**Required actions:**
1) Return the passage of the news article starting at "Kusaite's former teacher, Alma" and ending at "he was killed.", copied word for word.
2) According to the news article, who is Egle Kusaite's lawyer?

**Document text:**
Updated

VILNIUS, Lithuania (AP) — A Lithuanian woman has been detained on suspicion of liaising with radical Islamic groups and plotting a suicide attack against an undisclosed Russian military target, prosecutors said Tuesday.

Egle Kusaite, 20, was arrested in October after Lithuanian police received information about her alleged links to terrorists groups in Azerbaijan, Uzbekistan and Britain, prosecutors said.

She was charged with engaging in terrorist activities and could face up to 10 years in prison if convicted.

Prosecutors waited more than half a year to release information on the case because the probe has been ongoing. They were finally forced to make a statement during a court hearing in which she was ordered to remain in jail during the investigation.

"Egle Kusaite performed illegal actions, and was likely ordered by someone to go to Russia and blow herself up at a military object," prosecutor Justas Laucius said in court.

Her lawyer, Rasa Kucinskaite, argued Tuesday that she should be released until the start of the trial because there was no risk she would attempt an escape. She didn't say how the defendant views the allegations against her.

Laucius said Kusaite was trained to build and detonate explosive devices and that she received financing from abroad. He also said that the woman communicated with her handlers over the Internet.

Prosecutors have denied reports that Kusaite had been designated to take part in the March bombings in Moscow's subway that killed 40 people and wounded 121.

Kusaite, who was reported missing from her home in Klaipeda, Lithuania, in 2007, tried unsuccessfully to obtain a Russian visa several times, prosecutors said. Eventually, her request was accepted as part of a joint operation by Russian and Lithuanian security services that led to her arrest.

Laucius said that after getting the visa, Kusaite purchased a one-way ticket to Moscow.

Kusaite's former teacher, Alma Vaiciuliene, told the Lietuvos Rytas daily that Kusaite had a close relationship with a former Chechen rebel who lived in Lithuania. She said the rebel later returned to the North Caucasus region, where he was killed.

The predominantly Muslim region in southern Russia includes Chechnya, which is mired in violence stemming from two 1990s wars between separatist rebels and Russia's government. The area is wracked by bombings and almost daily clashes among police, militants and criminal gangs.

(Data entries)
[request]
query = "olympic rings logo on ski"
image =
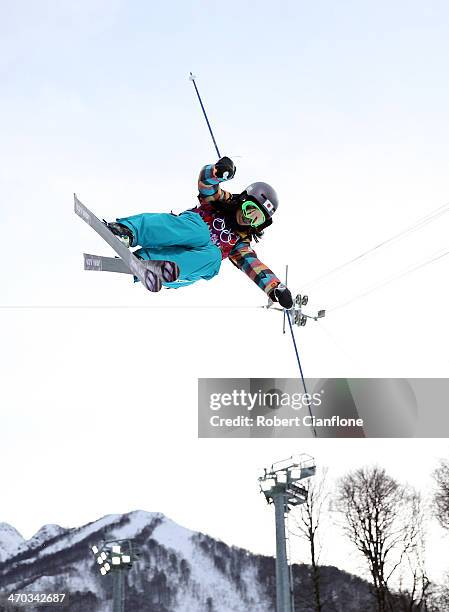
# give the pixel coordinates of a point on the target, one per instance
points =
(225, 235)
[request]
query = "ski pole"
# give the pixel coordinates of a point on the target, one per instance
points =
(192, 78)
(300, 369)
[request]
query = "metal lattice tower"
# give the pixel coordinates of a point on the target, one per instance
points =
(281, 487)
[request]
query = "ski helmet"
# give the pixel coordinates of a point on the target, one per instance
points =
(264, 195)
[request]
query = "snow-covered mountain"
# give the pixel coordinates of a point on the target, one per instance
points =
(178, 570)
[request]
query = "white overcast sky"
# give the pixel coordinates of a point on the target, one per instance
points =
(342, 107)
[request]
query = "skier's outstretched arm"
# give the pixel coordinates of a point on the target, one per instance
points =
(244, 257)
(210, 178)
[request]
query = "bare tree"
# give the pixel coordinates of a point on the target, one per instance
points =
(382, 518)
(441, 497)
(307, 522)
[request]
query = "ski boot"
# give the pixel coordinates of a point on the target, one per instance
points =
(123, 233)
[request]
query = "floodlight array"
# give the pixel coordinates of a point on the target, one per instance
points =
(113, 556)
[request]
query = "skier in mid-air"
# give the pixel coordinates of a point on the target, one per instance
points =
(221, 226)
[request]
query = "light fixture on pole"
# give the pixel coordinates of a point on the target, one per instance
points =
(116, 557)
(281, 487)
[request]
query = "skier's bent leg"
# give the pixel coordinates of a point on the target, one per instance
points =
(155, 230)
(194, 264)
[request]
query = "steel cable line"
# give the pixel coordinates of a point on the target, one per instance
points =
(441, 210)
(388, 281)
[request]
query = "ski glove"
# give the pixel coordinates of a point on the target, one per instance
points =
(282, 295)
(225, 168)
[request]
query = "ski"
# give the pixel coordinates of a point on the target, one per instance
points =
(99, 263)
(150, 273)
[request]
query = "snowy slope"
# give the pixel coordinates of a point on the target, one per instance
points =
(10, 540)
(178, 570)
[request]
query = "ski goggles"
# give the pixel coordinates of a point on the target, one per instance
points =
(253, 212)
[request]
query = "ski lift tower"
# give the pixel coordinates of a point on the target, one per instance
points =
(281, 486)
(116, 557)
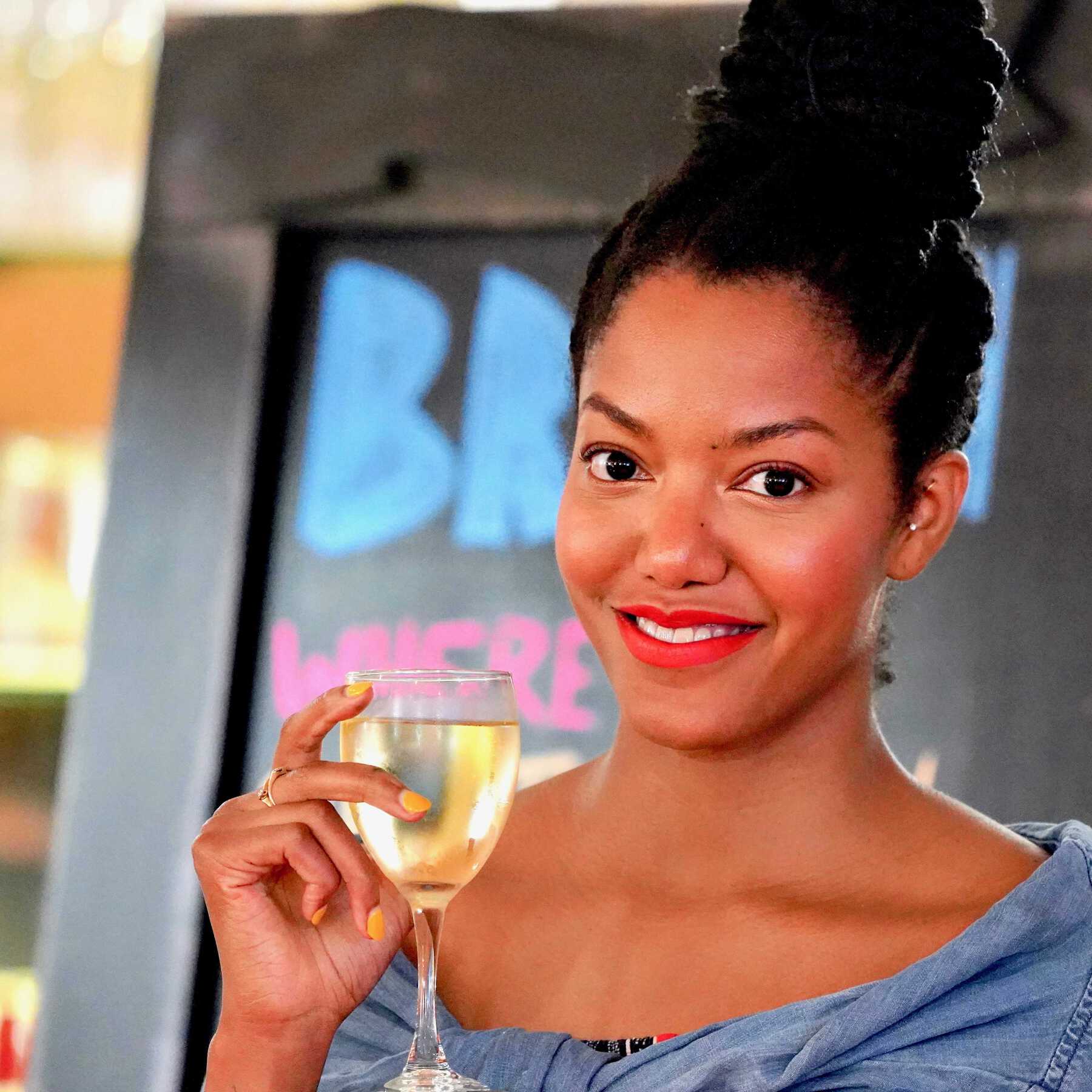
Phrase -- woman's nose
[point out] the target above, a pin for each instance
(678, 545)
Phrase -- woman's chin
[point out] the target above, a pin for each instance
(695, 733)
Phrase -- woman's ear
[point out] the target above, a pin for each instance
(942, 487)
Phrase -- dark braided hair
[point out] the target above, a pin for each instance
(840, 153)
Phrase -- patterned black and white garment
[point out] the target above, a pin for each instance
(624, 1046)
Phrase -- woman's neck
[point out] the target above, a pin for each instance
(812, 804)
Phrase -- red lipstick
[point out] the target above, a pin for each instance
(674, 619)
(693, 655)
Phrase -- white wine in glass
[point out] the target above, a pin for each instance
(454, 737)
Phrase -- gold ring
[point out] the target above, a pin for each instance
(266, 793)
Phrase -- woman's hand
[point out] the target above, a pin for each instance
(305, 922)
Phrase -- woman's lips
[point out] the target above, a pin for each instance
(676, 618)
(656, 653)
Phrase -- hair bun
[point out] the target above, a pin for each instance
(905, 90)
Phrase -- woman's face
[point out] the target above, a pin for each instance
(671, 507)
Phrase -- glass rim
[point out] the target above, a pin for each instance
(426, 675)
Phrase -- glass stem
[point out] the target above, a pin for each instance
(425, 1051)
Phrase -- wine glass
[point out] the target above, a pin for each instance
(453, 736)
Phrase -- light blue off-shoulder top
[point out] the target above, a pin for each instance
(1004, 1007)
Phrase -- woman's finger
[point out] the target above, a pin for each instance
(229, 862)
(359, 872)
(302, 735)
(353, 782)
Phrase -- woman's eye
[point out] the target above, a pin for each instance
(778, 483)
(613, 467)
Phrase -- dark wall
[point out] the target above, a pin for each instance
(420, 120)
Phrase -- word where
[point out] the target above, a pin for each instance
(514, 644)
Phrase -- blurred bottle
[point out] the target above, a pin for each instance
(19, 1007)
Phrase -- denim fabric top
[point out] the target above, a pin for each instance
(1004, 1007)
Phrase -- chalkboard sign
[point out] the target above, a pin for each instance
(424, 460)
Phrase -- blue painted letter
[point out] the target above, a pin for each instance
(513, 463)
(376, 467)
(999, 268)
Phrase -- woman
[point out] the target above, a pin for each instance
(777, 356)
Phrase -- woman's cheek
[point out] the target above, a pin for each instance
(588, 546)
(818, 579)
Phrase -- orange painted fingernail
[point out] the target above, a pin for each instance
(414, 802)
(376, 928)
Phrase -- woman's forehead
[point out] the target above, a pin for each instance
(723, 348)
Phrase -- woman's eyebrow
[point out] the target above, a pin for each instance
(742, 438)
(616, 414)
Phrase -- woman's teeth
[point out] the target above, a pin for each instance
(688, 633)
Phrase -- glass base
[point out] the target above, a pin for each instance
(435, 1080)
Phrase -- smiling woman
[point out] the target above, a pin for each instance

**Response list:**
1)
Kusaite's former teacher, Alma Vaiciuliene, told the Lietuvos Rytas daily that Kusaite had a close relationship with a former Chechen rebel who lived in Lithuania. She said the rebel later returned to the North Caucasus region, where he was killed.

2) Rasa Kucinskaite